# Форум 1С > Общие вопросы по 1С - Бухгалтерии >  Вместе не работают под 7-кой 7.7 и 8

## liros

Всем привет!! Есть просьба. Установил 8-ку. Система 7. С эмулем. Пытался установить и 7.7. Переносил данные из 7.7 в 8-ку. Перенос, как всегда желает лучшего. Клиенты перенеслись, но и то без расчетных счетов. Приходится вручную все набивать. В чистую 8-ку. И надо, чтобы вместе работали 7.7 и 8-ка. А не получается. Либо одна либо другая. Слышал про 7.7, которая не требует эмулятора ключа, но где ее накопать не знаю. Может кто поможет. Бегать от компа к компу неудобно. На ноутбуке 7.7 под ХП на стационарном 8-ка под 7-мы виндами. Помогите решить эту проблему. С неизбежным злом по ручному вводу проводок да всего уже смирился.

● ● ● ● ● ● ●

# Задание 1:
Выпишите из строк ниже все, в которых встречается слово «roof». Регистр букв учитывается.

● ● ● ● ● ● ●

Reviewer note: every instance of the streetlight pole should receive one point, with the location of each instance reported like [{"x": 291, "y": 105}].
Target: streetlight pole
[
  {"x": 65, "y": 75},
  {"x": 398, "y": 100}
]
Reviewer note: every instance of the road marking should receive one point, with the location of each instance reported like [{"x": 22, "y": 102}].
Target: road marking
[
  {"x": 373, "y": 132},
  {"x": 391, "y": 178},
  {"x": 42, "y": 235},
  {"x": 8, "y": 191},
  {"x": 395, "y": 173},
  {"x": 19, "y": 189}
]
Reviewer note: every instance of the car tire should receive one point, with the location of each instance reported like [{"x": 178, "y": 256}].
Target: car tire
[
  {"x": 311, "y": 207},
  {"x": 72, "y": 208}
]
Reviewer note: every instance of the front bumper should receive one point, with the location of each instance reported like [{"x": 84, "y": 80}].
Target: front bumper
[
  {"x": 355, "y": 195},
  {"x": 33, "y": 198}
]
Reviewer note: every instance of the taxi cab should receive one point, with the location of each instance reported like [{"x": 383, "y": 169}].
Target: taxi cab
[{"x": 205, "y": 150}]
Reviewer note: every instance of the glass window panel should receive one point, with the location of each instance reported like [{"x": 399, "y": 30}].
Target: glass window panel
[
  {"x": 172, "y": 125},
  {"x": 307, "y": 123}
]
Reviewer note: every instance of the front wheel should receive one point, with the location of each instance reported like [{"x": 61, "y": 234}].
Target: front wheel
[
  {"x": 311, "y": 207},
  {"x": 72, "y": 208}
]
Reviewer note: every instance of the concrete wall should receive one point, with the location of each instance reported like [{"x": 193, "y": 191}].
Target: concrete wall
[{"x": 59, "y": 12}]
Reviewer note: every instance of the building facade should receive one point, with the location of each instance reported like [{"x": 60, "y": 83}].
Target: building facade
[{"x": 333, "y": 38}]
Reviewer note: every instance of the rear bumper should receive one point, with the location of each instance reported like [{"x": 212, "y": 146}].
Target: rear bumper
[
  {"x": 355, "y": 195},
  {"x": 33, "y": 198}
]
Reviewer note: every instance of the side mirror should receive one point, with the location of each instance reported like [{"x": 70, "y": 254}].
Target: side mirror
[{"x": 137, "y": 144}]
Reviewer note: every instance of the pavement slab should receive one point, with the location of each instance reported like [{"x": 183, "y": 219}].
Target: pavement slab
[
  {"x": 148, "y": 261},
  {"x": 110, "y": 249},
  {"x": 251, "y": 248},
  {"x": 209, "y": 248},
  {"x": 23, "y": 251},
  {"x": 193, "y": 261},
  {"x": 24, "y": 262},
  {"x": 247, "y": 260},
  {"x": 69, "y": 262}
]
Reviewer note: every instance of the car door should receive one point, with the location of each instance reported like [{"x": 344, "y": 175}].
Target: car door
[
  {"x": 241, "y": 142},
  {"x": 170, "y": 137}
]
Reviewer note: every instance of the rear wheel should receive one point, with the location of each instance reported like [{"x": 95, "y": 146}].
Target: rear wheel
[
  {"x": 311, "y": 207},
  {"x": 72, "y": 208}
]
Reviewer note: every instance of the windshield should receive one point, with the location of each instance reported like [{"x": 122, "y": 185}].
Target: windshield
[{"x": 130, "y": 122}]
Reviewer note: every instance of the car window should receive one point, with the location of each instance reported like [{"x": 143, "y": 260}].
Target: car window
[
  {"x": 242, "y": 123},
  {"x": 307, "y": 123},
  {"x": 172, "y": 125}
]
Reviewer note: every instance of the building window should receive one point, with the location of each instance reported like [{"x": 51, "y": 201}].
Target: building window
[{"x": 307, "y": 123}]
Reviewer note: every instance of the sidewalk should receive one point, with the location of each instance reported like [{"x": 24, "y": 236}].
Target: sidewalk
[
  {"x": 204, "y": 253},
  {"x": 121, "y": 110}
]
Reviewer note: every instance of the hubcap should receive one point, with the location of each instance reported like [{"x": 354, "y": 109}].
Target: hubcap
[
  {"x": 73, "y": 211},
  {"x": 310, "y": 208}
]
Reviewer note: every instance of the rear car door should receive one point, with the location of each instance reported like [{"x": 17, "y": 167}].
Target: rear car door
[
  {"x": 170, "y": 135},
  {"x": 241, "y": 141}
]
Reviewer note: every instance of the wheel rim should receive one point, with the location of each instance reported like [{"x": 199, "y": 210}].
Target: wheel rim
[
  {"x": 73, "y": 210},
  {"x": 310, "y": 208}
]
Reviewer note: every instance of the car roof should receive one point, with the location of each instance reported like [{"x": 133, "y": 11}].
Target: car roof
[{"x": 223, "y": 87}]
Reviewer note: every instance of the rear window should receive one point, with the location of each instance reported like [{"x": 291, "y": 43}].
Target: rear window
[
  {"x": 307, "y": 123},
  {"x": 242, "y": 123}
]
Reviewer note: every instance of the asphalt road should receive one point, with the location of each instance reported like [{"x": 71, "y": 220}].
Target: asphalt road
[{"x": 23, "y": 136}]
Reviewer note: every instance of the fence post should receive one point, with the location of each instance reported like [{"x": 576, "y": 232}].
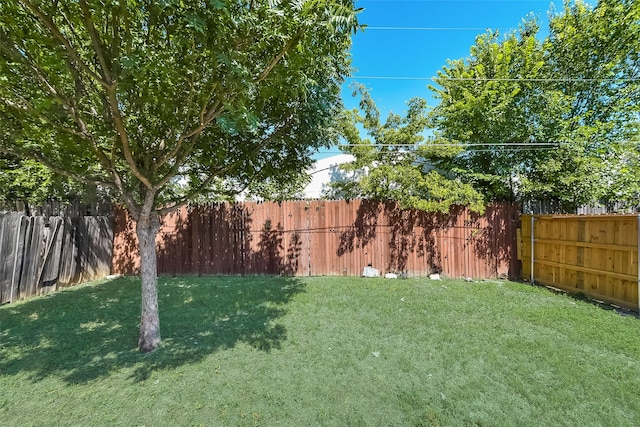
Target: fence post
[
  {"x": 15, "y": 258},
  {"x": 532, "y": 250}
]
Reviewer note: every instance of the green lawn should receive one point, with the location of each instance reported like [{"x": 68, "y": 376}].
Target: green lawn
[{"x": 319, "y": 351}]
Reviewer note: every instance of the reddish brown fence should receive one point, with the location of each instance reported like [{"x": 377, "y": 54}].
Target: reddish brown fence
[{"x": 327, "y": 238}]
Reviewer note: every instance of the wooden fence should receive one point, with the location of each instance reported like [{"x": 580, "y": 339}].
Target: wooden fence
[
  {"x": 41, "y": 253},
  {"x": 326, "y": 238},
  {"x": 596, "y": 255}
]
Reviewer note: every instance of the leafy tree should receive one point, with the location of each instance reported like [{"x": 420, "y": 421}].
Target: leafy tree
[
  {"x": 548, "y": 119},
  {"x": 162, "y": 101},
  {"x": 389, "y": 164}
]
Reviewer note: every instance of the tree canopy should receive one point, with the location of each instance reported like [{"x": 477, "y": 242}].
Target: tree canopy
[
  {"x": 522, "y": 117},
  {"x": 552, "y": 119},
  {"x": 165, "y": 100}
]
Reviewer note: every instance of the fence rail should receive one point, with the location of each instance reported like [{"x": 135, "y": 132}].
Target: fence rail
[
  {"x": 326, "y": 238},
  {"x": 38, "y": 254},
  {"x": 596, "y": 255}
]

● ● ● ● ● ● ●

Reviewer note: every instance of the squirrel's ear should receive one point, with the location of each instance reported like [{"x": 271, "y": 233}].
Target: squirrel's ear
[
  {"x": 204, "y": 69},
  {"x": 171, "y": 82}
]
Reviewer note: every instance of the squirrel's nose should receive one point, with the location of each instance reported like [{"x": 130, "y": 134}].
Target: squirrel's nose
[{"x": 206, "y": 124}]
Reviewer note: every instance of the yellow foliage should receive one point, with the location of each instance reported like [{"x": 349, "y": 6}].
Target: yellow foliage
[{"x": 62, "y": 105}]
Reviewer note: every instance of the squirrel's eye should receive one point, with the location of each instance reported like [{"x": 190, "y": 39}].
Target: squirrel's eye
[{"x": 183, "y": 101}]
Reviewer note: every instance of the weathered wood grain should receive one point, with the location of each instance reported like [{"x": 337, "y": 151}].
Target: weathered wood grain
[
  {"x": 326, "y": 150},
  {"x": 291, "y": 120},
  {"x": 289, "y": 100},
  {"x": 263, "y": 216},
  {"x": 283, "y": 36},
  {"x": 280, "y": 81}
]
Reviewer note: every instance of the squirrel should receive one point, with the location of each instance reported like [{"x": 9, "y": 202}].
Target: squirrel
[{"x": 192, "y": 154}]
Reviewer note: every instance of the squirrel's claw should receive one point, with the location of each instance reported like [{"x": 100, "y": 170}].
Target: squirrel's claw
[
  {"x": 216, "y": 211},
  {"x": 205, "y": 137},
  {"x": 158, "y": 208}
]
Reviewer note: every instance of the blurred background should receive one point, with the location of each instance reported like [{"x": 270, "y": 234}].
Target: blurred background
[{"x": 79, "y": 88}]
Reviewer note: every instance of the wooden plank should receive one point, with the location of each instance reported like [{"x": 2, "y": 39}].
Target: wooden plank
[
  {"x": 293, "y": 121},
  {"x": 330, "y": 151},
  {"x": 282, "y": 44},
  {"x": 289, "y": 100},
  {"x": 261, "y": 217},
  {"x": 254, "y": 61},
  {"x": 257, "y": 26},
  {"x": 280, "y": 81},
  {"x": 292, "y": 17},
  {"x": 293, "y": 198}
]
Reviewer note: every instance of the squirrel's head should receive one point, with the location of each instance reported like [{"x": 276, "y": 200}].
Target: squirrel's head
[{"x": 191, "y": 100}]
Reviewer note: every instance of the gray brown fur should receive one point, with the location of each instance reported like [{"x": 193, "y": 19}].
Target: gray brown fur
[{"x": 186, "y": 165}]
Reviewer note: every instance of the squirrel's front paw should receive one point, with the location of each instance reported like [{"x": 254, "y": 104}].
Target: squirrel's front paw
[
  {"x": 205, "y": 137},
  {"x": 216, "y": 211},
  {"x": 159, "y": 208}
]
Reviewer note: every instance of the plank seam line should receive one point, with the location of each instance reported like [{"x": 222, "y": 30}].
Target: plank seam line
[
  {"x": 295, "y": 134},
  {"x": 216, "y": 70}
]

● ● ● ● ● ● ●

# Задание 2:
Ответьте на вопросы по фрагменту документа:
(a) Что удалось перенести из 7.7 в 8-ку и без чего?
(b) Под какой системой работает 7.7 на ноутбуке?
(c) Про какую версию 7.7 автор слышал?

# Полный ответ 1:
Reviewer note: every instance of the car roof should receive one point, with the location of each instance reported like [{"x": 133, "y": 11}].
Target: car roof

# Полный ответ 2:
(a) Перенеслись клиенты, но без расчетных счетов.
(b) Под ХП.
(c) Про версию, которая не требует эмулятора ключа.